* _EJERCICIOS_:
1 > Indica si cada afirmación coincide con el texto sobre el consejo y responde sí o no, citando literalmente las palabras del texto que lo deciden: (a) quien da una orden busca su propio beneficio; (b) a un hombre se le puede obligar a hacer lo que se le aconseja sin que se haya obligado a seguirlo; (c) cualquiera puede reclamar el derecho a ser consejero de otro hombre.
2 > Según el texto sobre el consejo, ¿con qué palabras se expresan tanto el que manda como el que da consejo y el que exhorta?
3 > Reproduce el tramo del texto sobre el consejo que va desde "CONSEJO es cuando" hasta "da el consejo.".

##### TEXTO PROPORCIONADO #####

DEL CONSEJO
Que es consejo. Cuan falaz es juzgar de la naturaleza de las cosas por el uso ordinario e inconstante de las palabras, aparece con más claridad que en ninguna otra cosa en la confusión de consejos y órdenes, que resulta de la manera imperativa de hablar en ambos casos, y en otras muchas ocasiones. En efecto, las palabras: Haz esto, son los términos en que se expresa no sólo el que manda, sino también el que da consejo, y el que exhorta. Sin embargo, pocos dejarán de advertir que estas son cosas diferentes, o tendrán dificultades para distinguir cuándo se trata de determinar quién habla y a quién va dirigida la palabra, y en qué ocasión. Ahora bien, como estas frases las hallamos en los escritos de los hombres, y existe incapacidad o falta el deseo de considerar las circunstancias, se confunden a veces los preceptos de los consejeros, tomándolos como preceptos de quien manda, y a veces lo contrario, siempre de acuerdo con las conclusiones que se desea inferir, o con los actos que merecen aprobación. Para evitar estas confusiones y dar a los términos de mandar, aconsejar y exhortar sus propias y características significaciones, voy a pasar a definirlas.
Diferencias entre órdenes y consejos. ORDEN es cuando un hombre dice: Haz esto o No hagas esto, sin esperar otra razón que la voluntad de quien formula el mandato. De esto se sigue por modo manifiesto que quien manda pretende con ello su propio beneficio, ya que su mandato obedece solamente a su propia voluntad, y el objeto genuino de la voluntad de cada hombre es algún bien para sí mismo.
CONSEJO es cuando un hombre dice: Haz o No hagas esto, y deduce sus razones del beneficio que obtendrá aquel a quien se habla. De ello es evidente que quien da consejo pretende solamente (cualquiera que sea, por otra parte, su íntimo propósito) el bien de aquel a quien se da el consejo.
Por consiguiente, entre consejo y orden existe esta gran diferencia: que la orden se dirige al propio beneficio de uno mismo, y el consejo al beneficio de otro hombre. Y de ello deriva otra distinción: que un hombre puede ser obligado a hacer lo que le ordenan, cuando se ha obligado a obedecer: en cambio, no puede ser obligado a hacer lo que se le aconseja, porque el daño que resulta de no obedecer es suyo propio; o bien, si se ha obligado a seguirlo, el consejo adquiere la naturaleza de la orden. Una tercera diferencia entre los dos conceptos consiste en que nadie puede pretender un derecho a ser consejero de otro hombre, porque con ello no puede pretender un beneficio para sí mismo: exigir un derecho de aconsejar a otro arguye una voluntad de conocer sus propósitos o de conseguir algún otro bien para sí mismo, lo cual, como he dicho anteriormente, es el peculiar objeto de la voluntad de cada hombre.

##### FILAS PROPORCIONADAS #####

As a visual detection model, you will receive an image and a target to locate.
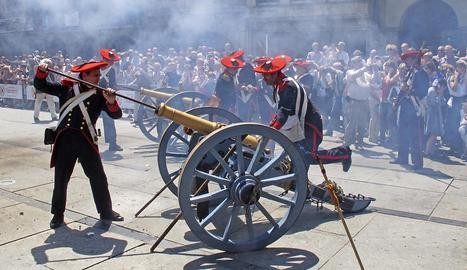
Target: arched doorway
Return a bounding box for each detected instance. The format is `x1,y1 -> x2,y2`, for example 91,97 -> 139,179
399,0 -> 459,48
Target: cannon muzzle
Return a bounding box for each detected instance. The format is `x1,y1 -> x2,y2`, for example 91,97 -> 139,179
156,103 -> 259,148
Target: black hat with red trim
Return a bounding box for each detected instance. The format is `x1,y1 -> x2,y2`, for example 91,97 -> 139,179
221,55 -> 245,68
255,58 -> 287,74
70,61 -> 108,73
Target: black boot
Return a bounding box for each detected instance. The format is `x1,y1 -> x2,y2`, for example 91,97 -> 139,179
342,146 -> 352,172
50,214 -> 64,229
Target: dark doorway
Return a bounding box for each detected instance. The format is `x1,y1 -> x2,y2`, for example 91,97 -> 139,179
399,0 -> 459,48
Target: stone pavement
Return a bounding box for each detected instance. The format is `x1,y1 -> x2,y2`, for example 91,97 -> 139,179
0,108 -> 467,270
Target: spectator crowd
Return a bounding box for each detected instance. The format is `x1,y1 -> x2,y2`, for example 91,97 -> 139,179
0,39 -> 467,161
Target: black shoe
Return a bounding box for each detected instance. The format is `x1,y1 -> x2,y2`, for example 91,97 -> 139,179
109,143 -> 123,151
342,146 -> 352,172
100,211 -> 124,221
389,159 -> 409,165
50,214 -> 64,229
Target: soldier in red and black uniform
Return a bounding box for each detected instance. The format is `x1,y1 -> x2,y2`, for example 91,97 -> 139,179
255,58 -> 352,172
214,55 -> 245,113
99,49 -> 123,151
34,61 -> 123,228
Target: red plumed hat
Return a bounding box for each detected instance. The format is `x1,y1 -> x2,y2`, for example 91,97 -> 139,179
70,61 -> 108,73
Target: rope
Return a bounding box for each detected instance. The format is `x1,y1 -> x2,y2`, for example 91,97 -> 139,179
315,155 -> 365,270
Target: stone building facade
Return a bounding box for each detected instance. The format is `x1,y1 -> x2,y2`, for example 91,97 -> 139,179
0,0 -> 467,56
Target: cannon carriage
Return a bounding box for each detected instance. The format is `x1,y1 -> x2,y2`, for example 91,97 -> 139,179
152,104 -> 307,252
141,103 -> 373,252
42,66 -> 374,256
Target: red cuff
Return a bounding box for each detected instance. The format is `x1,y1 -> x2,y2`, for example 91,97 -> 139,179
107,100 -> 120,112
270,120 -> 282,130
36,68 -> 49,79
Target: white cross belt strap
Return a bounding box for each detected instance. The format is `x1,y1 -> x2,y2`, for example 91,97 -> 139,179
73,84 -> 97,143
57,90 -> 96,127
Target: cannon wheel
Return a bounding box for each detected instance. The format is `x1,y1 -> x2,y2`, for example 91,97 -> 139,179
178,123 -> 307,252
138,92 -> 207,142
157,107 -> 241,196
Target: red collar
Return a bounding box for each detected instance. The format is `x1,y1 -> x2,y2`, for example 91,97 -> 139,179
274,72 -> 287,93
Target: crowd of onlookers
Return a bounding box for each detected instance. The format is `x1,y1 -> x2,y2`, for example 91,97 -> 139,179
0,42 -> 467,160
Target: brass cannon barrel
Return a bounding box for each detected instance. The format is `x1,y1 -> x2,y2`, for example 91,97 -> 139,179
141,87 -> 173,100
156,103 -> 259,148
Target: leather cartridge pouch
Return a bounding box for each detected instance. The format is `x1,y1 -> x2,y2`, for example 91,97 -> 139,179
44,127 -> 57,145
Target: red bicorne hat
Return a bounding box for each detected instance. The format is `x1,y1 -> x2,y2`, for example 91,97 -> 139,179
253,56 -> 272,66
255,58 -> 287,74
228,49 -> 245,58
293,60 -> 312,69
274,54 -> 292,64
221,55 -> 245,68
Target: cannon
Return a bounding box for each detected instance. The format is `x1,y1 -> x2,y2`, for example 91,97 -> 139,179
136,88 -> 207,142
134,103 -> 371,252
152,104 -> 307,252
44,62 -> 374,269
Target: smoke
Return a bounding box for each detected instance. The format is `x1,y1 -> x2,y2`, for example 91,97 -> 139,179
0,0 -> 456,57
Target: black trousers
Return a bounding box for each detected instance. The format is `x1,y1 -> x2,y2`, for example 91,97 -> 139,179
51,130 -> 112,214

#####

* _RESPUESTAS POR TAREA_:
1 >
(a) Sí: "quien manda pretende con ello su propio beneficio".
(b) No: "no puede ser obligado a hacer lo que se le aconseja".
(c) No: "nadie puede pretender un derecho a ser consejero de otro hombre".

2 > Con las palabras "Haz esto".

3 >
CONSEJO es cuando un hombre dice: Haz o No hagas esto, y deduce sus razones del beneficio que obtendrá aquel a quien se habla. De ello es evidente que quien da consejo pretende solamente (cualquiera que sea, por otra parte, su íntimo propósito) el bien de aquel a quien se da el consejo.